— START —
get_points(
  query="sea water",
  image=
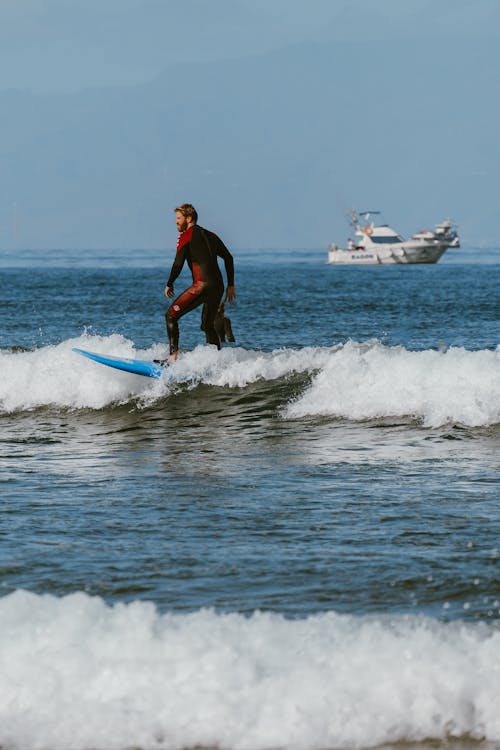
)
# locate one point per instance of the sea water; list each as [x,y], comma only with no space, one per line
[293,543]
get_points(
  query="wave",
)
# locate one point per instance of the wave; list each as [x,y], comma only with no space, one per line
[372,381]
[354,381]
[77,673]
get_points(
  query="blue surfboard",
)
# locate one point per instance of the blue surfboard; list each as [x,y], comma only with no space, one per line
[136,366]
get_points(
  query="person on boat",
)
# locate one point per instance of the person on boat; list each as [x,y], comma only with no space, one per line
[200,248]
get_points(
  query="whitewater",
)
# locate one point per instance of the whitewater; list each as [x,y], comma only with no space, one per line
[76,673]
[354,381]
[288,544]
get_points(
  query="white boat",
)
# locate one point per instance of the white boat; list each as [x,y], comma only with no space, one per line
[376,243]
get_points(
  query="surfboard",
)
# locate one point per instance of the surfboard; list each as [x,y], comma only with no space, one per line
[136,366]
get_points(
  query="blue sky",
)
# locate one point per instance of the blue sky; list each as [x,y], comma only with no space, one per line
[303,108]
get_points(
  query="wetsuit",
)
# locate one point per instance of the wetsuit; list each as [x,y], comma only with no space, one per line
[200,249]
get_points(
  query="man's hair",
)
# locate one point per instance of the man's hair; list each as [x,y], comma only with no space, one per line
[188,210]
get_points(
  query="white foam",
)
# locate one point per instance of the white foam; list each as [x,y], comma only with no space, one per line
[76,673]
[352,381]
[370,381]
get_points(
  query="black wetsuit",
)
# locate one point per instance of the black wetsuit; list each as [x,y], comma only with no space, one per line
[200,249]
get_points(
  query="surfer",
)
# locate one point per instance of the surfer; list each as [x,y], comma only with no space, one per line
[200,248]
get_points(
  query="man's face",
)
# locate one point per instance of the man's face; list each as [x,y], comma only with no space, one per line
[181,221]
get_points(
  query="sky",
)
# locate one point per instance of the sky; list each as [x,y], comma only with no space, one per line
[294,113]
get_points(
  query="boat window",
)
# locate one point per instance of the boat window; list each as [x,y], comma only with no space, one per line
[386,240]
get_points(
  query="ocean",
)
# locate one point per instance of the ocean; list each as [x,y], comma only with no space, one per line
[292,543]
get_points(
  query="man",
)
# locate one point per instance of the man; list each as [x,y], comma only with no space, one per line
[200,248]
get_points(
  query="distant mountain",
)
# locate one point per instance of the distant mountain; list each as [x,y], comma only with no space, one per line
[272,149]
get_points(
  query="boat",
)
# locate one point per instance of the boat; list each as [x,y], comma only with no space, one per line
[377,243]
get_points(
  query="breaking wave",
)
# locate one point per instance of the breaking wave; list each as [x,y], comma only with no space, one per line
[353,381]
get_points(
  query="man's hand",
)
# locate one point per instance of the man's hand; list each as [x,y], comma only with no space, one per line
[230,294]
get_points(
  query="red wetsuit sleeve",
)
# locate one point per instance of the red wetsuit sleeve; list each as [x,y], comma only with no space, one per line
[177,265]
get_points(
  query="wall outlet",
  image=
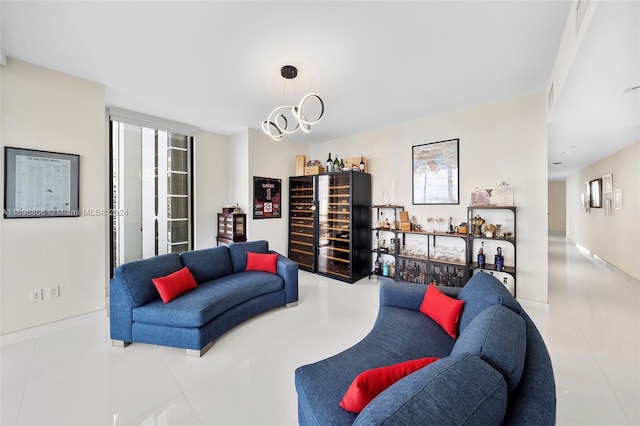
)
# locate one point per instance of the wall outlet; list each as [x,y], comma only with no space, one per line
[35,295]
[53,292]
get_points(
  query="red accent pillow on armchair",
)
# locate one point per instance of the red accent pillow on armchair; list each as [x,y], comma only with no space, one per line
[173,285]
[442,309]
[370,383]
[266,262]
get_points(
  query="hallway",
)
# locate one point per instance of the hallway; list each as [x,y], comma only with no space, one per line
[592,331]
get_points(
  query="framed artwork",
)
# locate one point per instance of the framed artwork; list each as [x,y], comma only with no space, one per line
[436,177]
[40,183]
[266,198]
[617,199]
[607,183]
[596,193]
[587,196]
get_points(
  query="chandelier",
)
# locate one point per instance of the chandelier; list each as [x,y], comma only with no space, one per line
[288,119]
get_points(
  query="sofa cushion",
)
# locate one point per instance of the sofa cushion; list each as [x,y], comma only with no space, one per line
[480,292]
[137,275]
[208,264]
[210,299]
[173,285]
[322,385]
[369,384]
[498,336]
[262,262]
[442,309]
[238,253]
[456,390]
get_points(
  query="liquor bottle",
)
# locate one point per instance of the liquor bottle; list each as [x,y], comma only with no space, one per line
[481,261]
[499,260]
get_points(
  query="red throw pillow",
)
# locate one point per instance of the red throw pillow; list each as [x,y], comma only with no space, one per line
[173,285]
[442,309]
[262,262]
[370,383]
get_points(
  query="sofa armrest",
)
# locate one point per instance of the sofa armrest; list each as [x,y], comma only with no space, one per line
[433,395]
[402,294]
[288,270]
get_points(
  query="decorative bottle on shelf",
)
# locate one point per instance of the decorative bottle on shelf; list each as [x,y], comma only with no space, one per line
[481,261]
[499,260]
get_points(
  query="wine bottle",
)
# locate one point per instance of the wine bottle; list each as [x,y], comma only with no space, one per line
[481,261]
[499,260]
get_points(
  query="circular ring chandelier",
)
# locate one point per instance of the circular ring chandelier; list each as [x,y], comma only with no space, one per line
[288,119]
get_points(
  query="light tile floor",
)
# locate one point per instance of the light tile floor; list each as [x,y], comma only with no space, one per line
[75,377]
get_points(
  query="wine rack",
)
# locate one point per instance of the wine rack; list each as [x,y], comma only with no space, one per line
[329,224]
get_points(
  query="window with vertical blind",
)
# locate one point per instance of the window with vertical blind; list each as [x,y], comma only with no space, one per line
[151,165]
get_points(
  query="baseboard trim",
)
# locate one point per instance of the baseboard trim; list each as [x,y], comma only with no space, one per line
[53,327]
[533,304]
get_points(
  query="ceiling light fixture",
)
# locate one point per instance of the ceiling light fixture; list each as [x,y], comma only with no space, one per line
[277,124]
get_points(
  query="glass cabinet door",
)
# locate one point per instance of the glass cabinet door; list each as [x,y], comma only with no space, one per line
[334,216]
[302,222]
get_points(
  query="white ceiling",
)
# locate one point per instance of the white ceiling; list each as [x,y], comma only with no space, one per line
[596,115]
[216,64]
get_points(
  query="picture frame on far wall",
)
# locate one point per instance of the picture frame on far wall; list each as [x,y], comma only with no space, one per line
[607,183]
[267,196]
[436,172]
[595,189]
[39,184]
[617,199]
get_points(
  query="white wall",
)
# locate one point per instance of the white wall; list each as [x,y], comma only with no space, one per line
[211,185]
[504,140]
[47,110]
[614,238]
[239,174]
[558,206]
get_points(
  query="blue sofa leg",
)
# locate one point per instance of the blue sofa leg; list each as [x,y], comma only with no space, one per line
[199,352]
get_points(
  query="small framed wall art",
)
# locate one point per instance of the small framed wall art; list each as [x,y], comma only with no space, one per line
[266,198]
[596,193]
[436,173]
[607,183]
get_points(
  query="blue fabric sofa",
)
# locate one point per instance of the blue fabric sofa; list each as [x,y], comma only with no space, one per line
[497,371]
[226,296]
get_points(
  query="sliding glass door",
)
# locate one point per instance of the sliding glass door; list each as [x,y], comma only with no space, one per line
[151,192]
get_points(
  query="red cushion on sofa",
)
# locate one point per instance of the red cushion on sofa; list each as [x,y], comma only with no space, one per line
[370,383]
[262,262]
[442,309]
[173,285]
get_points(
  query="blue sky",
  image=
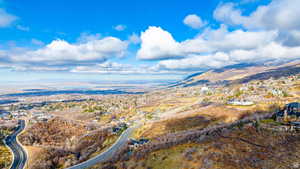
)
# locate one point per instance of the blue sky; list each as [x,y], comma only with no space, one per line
[96,40]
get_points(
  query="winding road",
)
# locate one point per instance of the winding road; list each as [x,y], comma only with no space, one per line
[109,153]
[19,154]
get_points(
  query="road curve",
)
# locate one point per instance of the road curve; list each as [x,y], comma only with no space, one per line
[108,154]
[19,154]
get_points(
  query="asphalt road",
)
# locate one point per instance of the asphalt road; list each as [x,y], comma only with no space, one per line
[20,156]
[108,154]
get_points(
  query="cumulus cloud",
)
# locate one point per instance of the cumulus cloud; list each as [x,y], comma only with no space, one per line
[279,14]
[120,27]
[157,44]
[214,48]
[61,54]
[37,42]
[194,21]
[6,19]
[23,28]
[134,38]
[270,52]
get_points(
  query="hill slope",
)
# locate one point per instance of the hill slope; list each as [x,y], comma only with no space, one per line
[241,73]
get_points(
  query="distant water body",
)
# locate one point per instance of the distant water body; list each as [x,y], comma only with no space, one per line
[58,92]
[7,101]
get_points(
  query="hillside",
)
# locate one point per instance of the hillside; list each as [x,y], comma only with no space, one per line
[241,73]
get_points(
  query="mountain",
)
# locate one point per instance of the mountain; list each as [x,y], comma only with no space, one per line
[241,73]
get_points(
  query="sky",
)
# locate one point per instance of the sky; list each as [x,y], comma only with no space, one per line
[141,39]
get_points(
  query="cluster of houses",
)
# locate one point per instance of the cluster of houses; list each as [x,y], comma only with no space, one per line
[291,112]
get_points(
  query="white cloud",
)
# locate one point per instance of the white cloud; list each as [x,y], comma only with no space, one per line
[279,14]
[134,38]
[61,54]
[6,19]
[37,42]
[270,52]
[194,21]
[157,44]
[120,27]
[213,49]
[86,37]
[23,28]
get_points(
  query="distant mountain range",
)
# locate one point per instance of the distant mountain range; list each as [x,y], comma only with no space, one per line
[241,73]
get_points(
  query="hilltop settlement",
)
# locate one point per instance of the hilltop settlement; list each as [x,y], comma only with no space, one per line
[245,117]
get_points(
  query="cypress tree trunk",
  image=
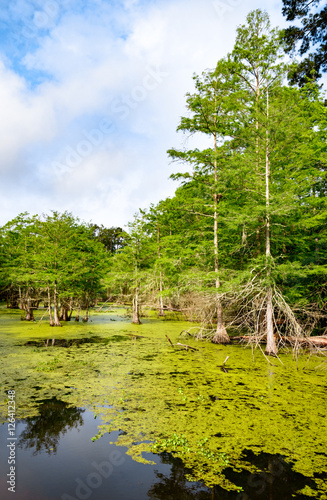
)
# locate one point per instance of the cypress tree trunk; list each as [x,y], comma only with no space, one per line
[55,306]
[161,311]
[271,348]
[49,305]
[136,317]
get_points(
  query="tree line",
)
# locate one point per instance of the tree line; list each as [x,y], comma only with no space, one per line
[242,243]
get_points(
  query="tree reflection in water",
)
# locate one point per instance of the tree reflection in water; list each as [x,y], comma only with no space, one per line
[175,486]
[54,420]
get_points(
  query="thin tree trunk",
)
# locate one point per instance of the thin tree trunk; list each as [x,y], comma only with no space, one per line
[55,306]
[221,336]
[28,307]
[49,305]
[271,348]
[136,317]
[161,311]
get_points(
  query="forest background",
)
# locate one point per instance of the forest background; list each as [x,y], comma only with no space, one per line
[241,247]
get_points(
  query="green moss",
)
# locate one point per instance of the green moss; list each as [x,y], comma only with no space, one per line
[166,399]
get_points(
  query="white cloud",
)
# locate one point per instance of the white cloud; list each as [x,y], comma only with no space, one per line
[130,66]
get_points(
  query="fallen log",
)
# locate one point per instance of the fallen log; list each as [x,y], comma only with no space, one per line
[170,341]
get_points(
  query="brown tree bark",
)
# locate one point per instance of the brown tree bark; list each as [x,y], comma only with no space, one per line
[136,316]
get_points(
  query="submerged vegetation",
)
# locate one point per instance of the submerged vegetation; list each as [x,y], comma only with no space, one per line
[168,399]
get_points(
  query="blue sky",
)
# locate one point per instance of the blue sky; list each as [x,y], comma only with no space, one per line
[91,93]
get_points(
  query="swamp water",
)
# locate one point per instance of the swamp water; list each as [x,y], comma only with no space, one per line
[112,411]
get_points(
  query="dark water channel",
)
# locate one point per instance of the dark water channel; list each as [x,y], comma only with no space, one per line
[94,403]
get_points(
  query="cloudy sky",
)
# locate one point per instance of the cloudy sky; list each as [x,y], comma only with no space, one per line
[91,92]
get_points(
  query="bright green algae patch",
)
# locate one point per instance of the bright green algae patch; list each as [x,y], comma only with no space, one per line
[166,399]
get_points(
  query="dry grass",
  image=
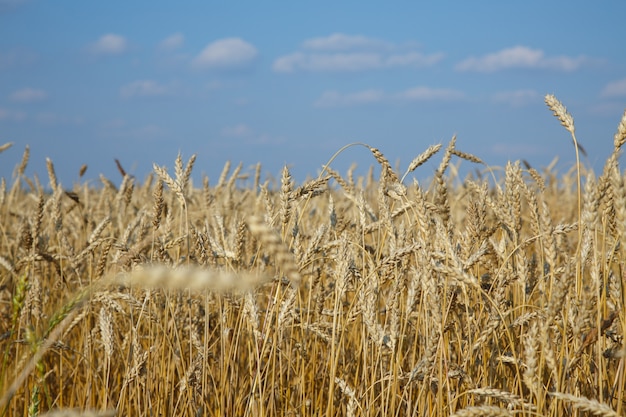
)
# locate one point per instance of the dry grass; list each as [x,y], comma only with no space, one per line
[497,296]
— END —
Task directions
Identify every line of the records that contains the string "houses", and copy each of those lines. Case counts.

Solution to this exercise
  query="cluster of houses",
# locate one point per instance of the cluster of houses; list each as [x,y], comma only with no space, one per line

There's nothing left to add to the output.